FABULAR: MENTIR COMO INVENTAR: LAS COSAS DE LA VIDA
Irene de Lucas
Alarmado por la publicación póstuma de las cartas de amor de Mérimée, Flaubert hizo en 1877 un pacto con Maxime Du Camp para quemar su correspondencia; dos años después cumpliría su promesa con la ayuda de Maupassant. En una hoguera acabaron también las cartas de Dickens, quien en 1860 quemó veinte años de correspondencia tras solicitar, en vano, que sus correspondientes hicieran lo mismo con las suyas. Emily Dickinson encargó la quema a su hermana Lavinia, más selectiva. Inequívoca al respecto fue la voluntad de Kafka en una carta a Max Brod: “Mi último testamento será muy simple: la petición de que lo quemes todo” –la inclusión taxativa de toda su obra fue quizás lo que empujó a su amigo, no así a su amante Dora Diamond, a desoír sus deseos. Y es dudoso que Pedro Salinas hubiera consentido la reciente publicación de las cartas de amor que le escribió a su amante, Katherine Whitmore. Una vez enviada la carta a su destinatario, ese es su dueño.

● **Material por procesar**
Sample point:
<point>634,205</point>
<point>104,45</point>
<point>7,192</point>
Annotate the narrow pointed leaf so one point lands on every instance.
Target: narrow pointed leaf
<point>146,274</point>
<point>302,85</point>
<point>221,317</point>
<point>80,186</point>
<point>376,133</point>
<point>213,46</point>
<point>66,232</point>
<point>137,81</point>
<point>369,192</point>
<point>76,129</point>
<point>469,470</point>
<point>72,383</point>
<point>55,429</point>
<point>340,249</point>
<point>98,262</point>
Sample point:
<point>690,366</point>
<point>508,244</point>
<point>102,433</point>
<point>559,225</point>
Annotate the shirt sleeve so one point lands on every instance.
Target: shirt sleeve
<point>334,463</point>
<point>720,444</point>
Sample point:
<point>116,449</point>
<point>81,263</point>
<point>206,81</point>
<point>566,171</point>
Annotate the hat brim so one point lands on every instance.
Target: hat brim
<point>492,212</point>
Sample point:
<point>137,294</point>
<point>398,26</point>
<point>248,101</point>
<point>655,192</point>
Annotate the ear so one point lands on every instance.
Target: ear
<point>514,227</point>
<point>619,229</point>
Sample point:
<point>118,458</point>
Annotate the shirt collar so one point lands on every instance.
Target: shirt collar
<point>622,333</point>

● **Qué debe hacer**
a. Copie íntegramente la parte de los registros que comienza en su primera línea y termina en la línea que contiene "<point>72,383</point>", ambas incluidas. Aumente en 100 cada coordenada de las respuestas y deje sin cambios las coordenadas de los puntos de muestra.
b. Prosiga el fragmento sobre la quema de cartas y correspondencia a partir del punto en que se detiene.

● **Conjunto de respuestas**
a.
Sample point:
<point>634,205</point>
<point>104,45</point>
<point>7,192</point>
Annotate the narrow pointed leaf so one point lands on every instance.
Target: narrow pointed leaf
<point>246,374</point>
<point>402,185</point>
<point>321,417</point>
<point>180,286</point>
<point>476,233</point>
<point>313,146</point>
<point>166,332</point>
<point>237,181</point>
<point>469,292</point>
<point>176,229</point>
<point>569,570</point>
<point>172,483</point>

b.
Este impulso incendiario suele atribuirse al celo del remitente por proteger su intimidad. Raramente se apunta a la preocupación por dejar tras de sí una amalgama de testamentos parciales, relativos y circunstanciales, que en modo alguno reflejan la complejidad de la identidad y que, sin embargo serán considerados fuente primaria y pasarán a construir un relato categórico, sin matices, una verdad monolítica y desdibujada de su persona. La muerte conlleva abdicar finalmente al escaso control que tenemos sobre la imagen que los demás tienen de nosotros. La certeza de que una vez muerto son otros los que deciden quién eras, los que reescriben tu relato vital y que, en su decisión, tus manuscritos accidentales tendrán un peso legitimador. Una lectura rígida, sin quizás y sin a veces, ajena a contradicciones y ambivalencias. Injusta, por simplista. La solución es destruir esos manuscritos y aspirar a que nadie pueda imponer un relato rotundo de quienes fuimos, en palabras de Mrs.Dalloway: “No podría afirmar de nadie que sea esto o aquello como tampoco me atrevería a decir de mí misma soy esto o aquello”.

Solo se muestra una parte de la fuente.